* Task *
Reproduce every one of the records below word for word, leaving out the pictures.

[Records from a data collection]
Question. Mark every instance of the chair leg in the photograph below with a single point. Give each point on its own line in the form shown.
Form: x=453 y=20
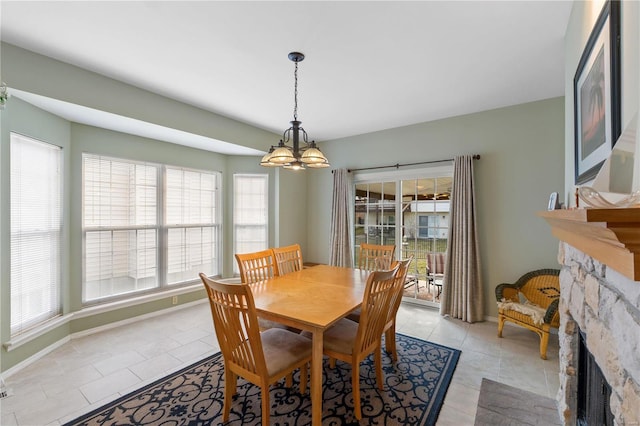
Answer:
x=303 y=378
x=229 y=389
x=266 y=406
x=500 y=324
x=288 y=381
x=390 y=341
x=378 y=361
x=544 y=342
x=355 y=385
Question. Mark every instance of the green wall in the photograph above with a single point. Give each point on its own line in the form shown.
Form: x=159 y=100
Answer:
x=522 y=163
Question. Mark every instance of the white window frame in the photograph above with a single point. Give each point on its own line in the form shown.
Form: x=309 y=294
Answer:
x=161 y=228
x=238 y=223
x=36 y=268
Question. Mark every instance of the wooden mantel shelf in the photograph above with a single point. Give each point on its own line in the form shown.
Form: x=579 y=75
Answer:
x=611 y=236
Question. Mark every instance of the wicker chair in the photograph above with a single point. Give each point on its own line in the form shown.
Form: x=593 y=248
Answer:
x=542 y=288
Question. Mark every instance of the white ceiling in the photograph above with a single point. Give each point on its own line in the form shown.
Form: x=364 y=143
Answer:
x=369 y=65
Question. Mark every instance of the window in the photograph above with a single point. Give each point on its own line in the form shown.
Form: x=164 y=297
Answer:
x=191 y=219
x=410 y=210
x=133 y=241
x=250 y=213
x=36 y=232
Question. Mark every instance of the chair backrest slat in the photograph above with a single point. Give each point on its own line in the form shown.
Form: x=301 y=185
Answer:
x=256 y=266
x=401 y=277
x=236 y=324
x=288 y=259
x=373 y=317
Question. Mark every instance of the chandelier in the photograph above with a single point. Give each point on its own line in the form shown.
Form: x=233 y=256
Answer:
x=293 y=156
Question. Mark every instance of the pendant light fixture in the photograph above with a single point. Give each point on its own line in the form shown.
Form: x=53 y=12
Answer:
x=293 y=156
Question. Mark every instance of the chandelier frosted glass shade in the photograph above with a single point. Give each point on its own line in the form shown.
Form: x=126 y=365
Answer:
x=313 y=155
x=265 y=160
x=282 y=155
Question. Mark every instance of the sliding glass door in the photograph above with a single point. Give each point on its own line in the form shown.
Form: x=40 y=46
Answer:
x=411 y=211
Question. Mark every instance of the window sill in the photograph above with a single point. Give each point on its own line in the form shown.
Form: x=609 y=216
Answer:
x=56 y=322
x=133 y=301
x=36 y=332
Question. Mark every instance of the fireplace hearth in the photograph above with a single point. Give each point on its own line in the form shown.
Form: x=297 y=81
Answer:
x=594 y=393
x=600 y=311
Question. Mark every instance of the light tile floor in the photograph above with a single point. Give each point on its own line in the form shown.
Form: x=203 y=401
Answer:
x=88 y=372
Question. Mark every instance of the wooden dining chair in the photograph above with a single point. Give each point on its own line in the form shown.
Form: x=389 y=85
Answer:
x=374 y=257
x=352 y=342
x=288 y=259
x=244 y=346
x=389 y=328
x=255 y=267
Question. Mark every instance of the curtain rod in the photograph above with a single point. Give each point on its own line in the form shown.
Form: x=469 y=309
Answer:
x=475 y=157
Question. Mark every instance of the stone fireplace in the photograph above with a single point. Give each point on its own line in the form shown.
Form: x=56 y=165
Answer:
x=605 y=306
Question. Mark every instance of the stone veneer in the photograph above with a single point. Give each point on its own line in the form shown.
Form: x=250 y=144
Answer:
x=605 y=305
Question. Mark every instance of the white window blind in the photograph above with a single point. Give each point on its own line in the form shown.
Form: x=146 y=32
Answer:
x=36 y=226
x=192 y=224
x=250 y=213
x=120 y=226
x=147 y=226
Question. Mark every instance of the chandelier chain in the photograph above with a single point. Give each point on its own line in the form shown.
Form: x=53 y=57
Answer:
x=295 y=94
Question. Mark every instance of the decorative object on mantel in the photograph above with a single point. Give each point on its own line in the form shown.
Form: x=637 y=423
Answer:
x=294 y=157
x=596 y=94
x=4 y=94
x=616 y=184
x=608 y=235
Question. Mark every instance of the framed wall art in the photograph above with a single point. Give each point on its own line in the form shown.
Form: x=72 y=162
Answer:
x=596 y=95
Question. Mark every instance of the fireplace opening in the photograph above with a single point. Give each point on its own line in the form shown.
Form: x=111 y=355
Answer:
x=594 y=392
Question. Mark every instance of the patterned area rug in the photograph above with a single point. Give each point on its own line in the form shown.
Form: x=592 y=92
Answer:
x=414 y=390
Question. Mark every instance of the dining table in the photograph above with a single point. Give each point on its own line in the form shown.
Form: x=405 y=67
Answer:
x=312 y=299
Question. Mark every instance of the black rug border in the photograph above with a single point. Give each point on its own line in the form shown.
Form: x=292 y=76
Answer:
x=438 y=399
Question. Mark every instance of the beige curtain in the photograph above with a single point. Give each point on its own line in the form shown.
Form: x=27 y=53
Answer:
x=341 y=219
x=462 y=295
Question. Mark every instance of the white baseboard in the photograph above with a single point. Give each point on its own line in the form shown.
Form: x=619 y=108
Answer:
x=40 y=354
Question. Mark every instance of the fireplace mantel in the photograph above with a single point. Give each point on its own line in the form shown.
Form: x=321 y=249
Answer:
x=611 y=236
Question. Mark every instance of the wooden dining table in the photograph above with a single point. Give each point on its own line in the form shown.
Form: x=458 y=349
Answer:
x=312 y=299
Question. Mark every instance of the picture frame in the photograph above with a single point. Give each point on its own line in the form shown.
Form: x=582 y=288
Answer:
x=596 y=95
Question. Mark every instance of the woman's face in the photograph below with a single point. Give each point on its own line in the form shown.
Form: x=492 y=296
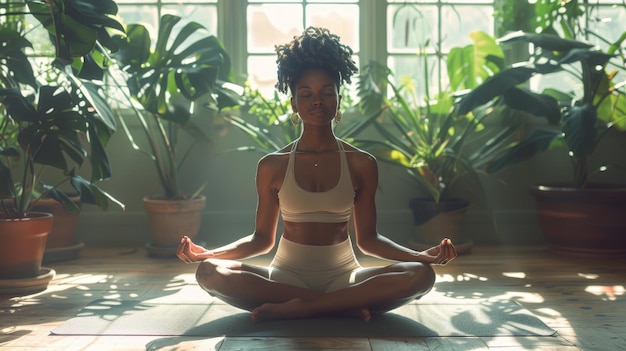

* Solution to the problem *
Question. Mark every instance of the chair leg in the photograph below with a single point. Give each point on its own line in the form shown.
Form: x=453 y=20
Answer:
x=303 y=378
x=229 y=389
x=266 y=406
x=500 y=324
x=288 y=381
x=390 y=341
x=378 y=361
x=544 y=342
x=355 y=385
Question. Mark every instance of the green wall in the photograph above with a single point. Give each point on its own line in the form shown.
Form: x=159 y=100
Answer:
x=522 y=163
Question. Mark every instance of the white window frame in the photograph above with a single point. Give each point on its own line in the form shown.
Form: x=309 y=294
Answer:
x=161 y=228
x=238 y=223
x=36 y=268
Question. Mark every instance of the wooden mantel shelf in the photograph above with a single point. Give each point on its own line in the form shown.
Form: x=579 y=75
Answer:
x=611 y=236
Question. Mark every instance of the wicker chair in the photograph above with a single point. Give each point on its own line in the form shown.
Form: x=593 y=248
Answer:
x=542 y=288
Question. Mark every instance of the white ceiling in the photograph above with a single point. Give each point on its own line in the form shown.
Form: x=364 y=143
Answer:
x=369 y=65
Question. Mark every instance of the window in the photograph above with a single point. Give each point on its own line in the form shown.
Form: x=164 y=297
Answer:
x=191 y=219
x=410 y=210
x=133 y=241
x=250 y=213
x=36 y=232
Question. Mark every instance of the chair backrest slat in the photograph above with a single point. Give each point on its own line in the form shown.
Form: x=301 y=185
Answer:
x=256 y=266
x=401 y=277
x=236 y=324
x=288 y=259
x=373 y=317
Question. Mark every instance of the chandelier in the photograph above with a single point. Give each point on its own line in the form shown.
Form: x=233 y=256
Answer:
x=293 y=156
Question. Mark every instance of the pendant light fixture in the photograph above with a single point. Give each point on its own line in the form shown.
Form: x=53 y=12
Answer:
x=293 y=156
Question. Mark every instance of the chandelier frosted glass shade in the photograph above with a single point. Give each point on its own line in the form shown.
Form: x=126 y=365
Answer:
x=313 y=155
x=265 y=160
x=282 y=155
Question. Mark every instance of the sliding glass door in the photograph above with a single point. Give each point on its own line in the form shown.
Form: x=40 y=46
Answer:
x=411 y=211
Question. Mark every instance of the window sill in the photograph above with a single point. Give each point on its own line in the form shown.
Form: x=609 y=216
Answer:
x=56 y=322
x=133 y=301
x=36 y=332
Question. Mark every instance of the fireplace hearth in the photograph above with a single point. Give each point on its own line in the form shown.
Form: x=297 y=81
Answer:
x=594 y=393
x=600 y=311
Question. Mark every instance of the light tile floor in the photograph above with a single point. Give each point on its own line in the form shown.
Form: x=203 y=401
Answer:
x=88 y=372
Question. Mark every instance of the wooden dining chair in the photograph above with a single point. Give each point on its own line in the form shown.
Form: x=389 y=85
Answer:
x=374 y=257
x=352 y=342
x=288 y=259
x=244 y=346
x=389 y=328
x=255 y=267
Question. Mark every instance of the curtain rod in the photograph above with a single point. Give each point on its own line in the form shown.
Form: x=469 y=309
Answer:
x=475 y=157
Question. Mark every instance of the stone fireplace in the photograph above with a single point. Give each point on its own line in the form shown.
Form: x=56 y=165
Answer:
x=605 y=306
Question. Mark every instance of the stone veneer in the photograph above with a single point. Give each point on its own line in the form shown.
Form: x=250 y=144
Answer:
x=605 y=305
Question. Mark every instance of the white window blind in the photograph above with a single point. Give each point on its own line in the form shown.
Form: x=146 y=32
Answer:
x=36 y=226
x=192 y=224
x=250 y=213
x=120 y=226
x=147 y=226
Question. Mark every instance of the chandelier chain in the photograph above with a single point. Give each point on its own line in the form shown.
Form: x=53 y=57
Answer:
x=295 y=94
Question. Mark every instance of the decorative object on mantel in the photograph above with a single point. Give each point on its own line in the form shown.
Form: x=637 y=423
Answer:
x=294 y=157
x=596 y=94
x=4 y=94
x=616 y=184
x=608 y=235
Question. Mark every instance of the framed wall art in the photograph above with a single point. Give each point on its own line in the form shown.
Form: x=72 y=162
Answer:
x=596 y=95
Question. Mark every instance of the fireplace opening in the photograph above with a single point. Give each point on its own line in the form shown.
Form: x=111 y=355
Answer:
x=594 y=392
Question. Mark every instance of the patterned area rug in the photograph above with a single point. Give each point on its own line in the form shown.
Form: x=592 y=92
Answer:
x=414 y=390
Question. Mark every instance of the dining table in the photograph above with a single point. Give each point on its own line in the form shown.
Form: x=405 y=67
Answer:
x=312 y=299
Question. Mark every instance of the black rug border in the photograph above with a single point. Give each point on its own line in the form shown.
Form: x=292 y=76
Answer:
x=438 y=399
Question. Mark every instance of the beige curtain in the photograph above with a single point. Give each point on its own line in the form shown.
Form: x=27 y=53
Answer:
x=341 y=219
x=462 y=295
Question. Mark every instance of the white baseboard in the photograph above with a single point. Give each point on its own line in the form shown.
Form: x=619 y=108
Answer:
x=40 y=354
Question. Mark every instance of the fireplace mantel in the photograph above with a single point. Give each point on its own line in the form shown.
Form: x=321 y=249
Answer:
x=611 y=236
Question. Mark every instance of the wooden dining table in the photograph above with a single point. Give each point on its own line in the form shown.
Form: x=458 y=349
Answer:
x=312 y=299
Question. Mark every instance of the picture frame in the photograph above with a single point. Give each point on its own line in the form shown.
Form: x=582 y=288
Answer:
x=596 y=95
Question. Mark every instance of the woman's face in the photograph below with a single point. Give each point on its own line in the form shown.
Form: x=492 y=296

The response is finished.